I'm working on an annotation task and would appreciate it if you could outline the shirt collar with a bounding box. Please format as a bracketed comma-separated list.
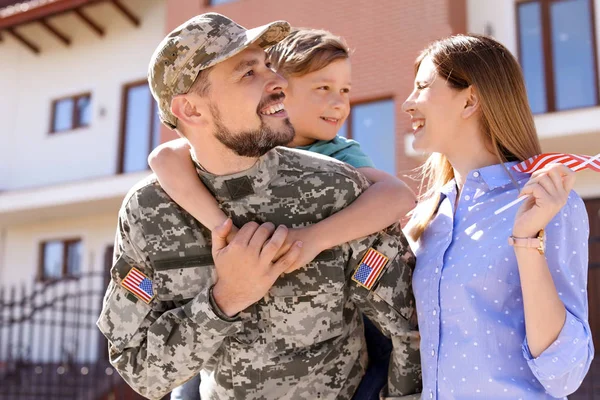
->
[192, 149, 279, 202]
[474, 161, 530, 190]
[438, 161, 530, 207]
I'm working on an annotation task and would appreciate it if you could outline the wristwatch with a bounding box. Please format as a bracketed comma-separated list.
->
[508, 229, 546, 255]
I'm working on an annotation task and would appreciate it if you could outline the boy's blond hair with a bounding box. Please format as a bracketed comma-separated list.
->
[267, 28, 350, 76]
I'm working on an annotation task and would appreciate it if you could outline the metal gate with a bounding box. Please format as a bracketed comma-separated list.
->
[0, 273, 143, 400]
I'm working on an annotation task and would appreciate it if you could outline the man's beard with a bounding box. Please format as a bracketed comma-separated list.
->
[210, 95, 295, 158]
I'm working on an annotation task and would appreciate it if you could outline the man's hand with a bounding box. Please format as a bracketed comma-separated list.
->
[275, 225, 326, 274]
[212, 219, 302, 316]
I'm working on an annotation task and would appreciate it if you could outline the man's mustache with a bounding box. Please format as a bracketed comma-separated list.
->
[257, 92, 285, 113]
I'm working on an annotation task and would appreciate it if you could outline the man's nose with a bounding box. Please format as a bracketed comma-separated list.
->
[267, 71, 287, 93]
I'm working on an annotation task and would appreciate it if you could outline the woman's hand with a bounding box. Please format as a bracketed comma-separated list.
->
[512, 164, 575, 237]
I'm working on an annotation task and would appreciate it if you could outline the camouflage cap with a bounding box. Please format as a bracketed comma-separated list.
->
[148, 13, 290, 129]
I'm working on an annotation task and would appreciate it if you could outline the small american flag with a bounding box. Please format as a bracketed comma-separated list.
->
[513, 153, 600, 174]
[121, 268, 154, 303]
[352, 248, 389, 290]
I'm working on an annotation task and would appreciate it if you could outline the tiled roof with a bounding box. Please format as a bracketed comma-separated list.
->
[0, 0, 61, 18]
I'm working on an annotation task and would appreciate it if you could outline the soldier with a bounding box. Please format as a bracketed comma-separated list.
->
[98, 13, 420, 399]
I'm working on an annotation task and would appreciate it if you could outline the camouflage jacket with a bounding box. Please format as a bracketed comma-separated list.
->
[98, 148, 420, 400]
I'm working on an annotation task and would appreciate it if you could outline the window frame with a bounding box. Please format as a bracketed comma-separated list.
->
[346, 94, 399, 176]
[346, 95, 398, 140]
[515, 0, 600, 115]
[117, 79, 160, 174]
[48, 92, 92, 135]
[205, 0, 239, 7]
[37, 237, 83, 282]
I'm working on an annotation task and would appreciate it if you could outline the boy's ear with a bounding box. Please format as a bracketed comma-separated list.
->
[171, 94, 205, 126]
[461, 85, 480, 119]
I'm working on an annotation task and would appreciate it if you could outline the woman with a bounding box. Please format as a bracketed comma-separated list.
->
[403, 36, 594, 400]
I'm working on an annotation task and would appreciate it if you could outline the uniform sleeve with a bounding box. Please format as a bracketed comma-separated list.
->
[328, 136, 375, 168]
[523, 192, 594, 398]
[349, 225, 422, 397]
[97, 198, 241, 399]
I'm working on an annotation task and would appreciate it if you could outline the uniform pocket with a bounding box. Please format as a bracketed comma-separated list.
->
[268, 250, 346, 351]
[154, 254, 216, 302]
[98, 283, 151, 352]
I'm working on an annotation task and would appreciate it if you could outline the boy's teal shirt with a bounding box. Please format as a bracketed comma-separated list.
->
[296, 136, 375, 168]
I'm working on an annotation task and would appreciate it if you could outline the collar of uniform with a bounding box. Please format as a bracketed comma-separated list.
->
[474, 161, 529, 190]
[192, 149, 279, 201]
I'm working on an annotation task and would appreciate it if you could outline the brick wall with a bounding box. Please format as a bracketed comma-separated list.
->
[163, 0, 466, 183]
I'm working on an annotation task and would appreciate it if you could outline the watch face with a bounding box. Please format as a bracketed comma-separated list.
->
[540, 229, 546, 252]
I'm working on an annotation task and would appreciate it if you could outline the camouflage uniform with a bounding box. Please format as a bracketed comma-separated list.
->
[98, 13, 420, 400]
[98, 148, 420, 400]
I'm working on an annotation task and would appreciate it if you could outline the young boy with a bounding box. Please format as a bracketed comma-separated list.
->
[148, 29, 416, 399]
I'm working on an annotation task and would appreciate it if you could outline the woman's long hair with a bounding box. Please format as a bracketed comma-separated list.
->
[408, 35, 541, 241]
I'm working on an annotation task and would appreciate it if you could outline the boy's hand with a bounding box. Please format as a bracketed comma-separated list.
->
[227, 224, 240, 244]
[275, 228, 325, 274]
[212, 219, 302, 317]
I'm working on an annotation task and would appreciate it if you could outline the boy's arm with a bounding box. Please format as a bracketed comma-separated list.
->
[148, 139, 232, 231]
[282, 167, 416, 273]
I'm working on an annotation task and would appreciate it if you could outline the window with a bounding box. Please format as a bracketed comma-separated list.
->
[119, 81, 160, 173]
[50, 93, 92, 133]
[350, 100, 396, 176]
[208, 0, 237, 6]
[40, 239, 81, 281]
[517, 0, 598, 113]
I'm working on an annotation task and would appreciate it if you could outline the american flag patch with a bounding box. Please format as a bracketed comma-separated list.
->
[352, 248, 389, 290]
[513, 153, 600, 174]
[121, 268, 154, 303]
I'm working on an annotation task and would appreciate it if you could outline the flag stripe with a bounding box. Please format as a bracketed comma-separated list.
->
[123, 283, 151, 300]
[354, 249, 388, 289]
[121, 268, 154, 303]
[513, 153, 600, 173]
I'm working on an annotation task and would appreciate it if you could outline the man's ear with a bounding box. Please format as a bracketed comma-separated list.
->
[461, 85, 480, 119]
[171, 94, 205, 126]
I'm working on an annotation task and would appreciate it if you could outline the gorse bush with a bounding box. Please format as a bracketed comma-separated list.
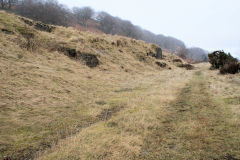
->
[208, 51, 240, 74]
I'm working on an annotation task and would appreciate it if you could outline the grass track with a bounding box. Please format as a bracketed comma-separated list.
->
[140, 71, 240, 159]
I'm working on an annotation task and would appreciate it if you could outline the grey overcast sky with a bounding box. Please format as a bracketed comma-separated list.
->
[59, 0, 240, 58]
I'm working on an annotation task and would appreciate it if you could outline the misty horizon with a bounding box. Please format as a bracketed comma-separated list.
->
[59, 0, 240, 58]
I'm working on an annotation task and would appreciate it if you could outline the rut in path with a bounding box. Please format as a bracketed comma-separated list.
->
[139, 71, 240, 160]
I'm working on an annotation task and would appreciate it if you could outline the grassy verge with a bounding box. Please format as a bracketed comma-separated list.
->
[140, 71, 240, 159]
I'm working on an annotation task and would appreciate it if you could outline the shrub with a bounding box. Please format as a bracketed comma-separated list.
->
[208, 51, 238, 69]
[220, 62, 240, 74]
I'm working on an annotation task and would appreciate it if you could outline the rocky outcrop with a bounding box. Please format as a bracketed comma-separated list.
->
[34, 22, 55, 33]
[156, 47, 163, 59]
[1, 28, 14, 34]
[58, 47, 99, 68]
[155, 62, 167, 68]
[147, 47, 163, 59]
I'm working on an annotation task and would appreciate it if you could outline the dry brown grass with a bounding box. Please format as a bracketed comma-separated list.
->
[0, 11, 240, 159]
[0, 11, 184, 158]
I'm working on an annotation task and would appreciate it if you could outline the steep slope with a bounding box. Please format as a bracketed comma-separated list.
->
[0, 12, 240, 160]
[0, 11, 184, 159]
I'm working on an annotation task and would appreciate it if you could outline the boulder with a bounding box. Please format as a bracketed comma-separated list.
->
[58, 47, 99, 68]
[77, 51, 99, 68]
[34, 22, 55, 33]
[155, 62, 167, 68]
[1, 28, 14, 34]
[173, 59, 182, 63]
[20, 18, 33, 26]
[156, 47, 163, 59]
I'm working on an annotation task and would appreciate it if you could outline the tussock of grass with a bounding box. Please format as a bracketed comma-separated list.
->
[0, 11, 240, 159]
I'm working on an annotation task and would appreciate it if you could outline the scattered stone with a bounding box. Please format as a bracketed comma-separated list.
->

What the task asks:
Return, word for word, every line from the start of the records through the line containing "[438, 161, 530, 207]", with both ends included. Leave the pictures out of your answer.

Answer to this exercise:
I'm working on an annotation task and would appreciate it if you could outline the shirt collar with a bounding box. Please format as a bracketed comma-separated list.
->
[192, 149, 279, 202]
[474, 161, 530, 190]
[438, 161, 530, 207]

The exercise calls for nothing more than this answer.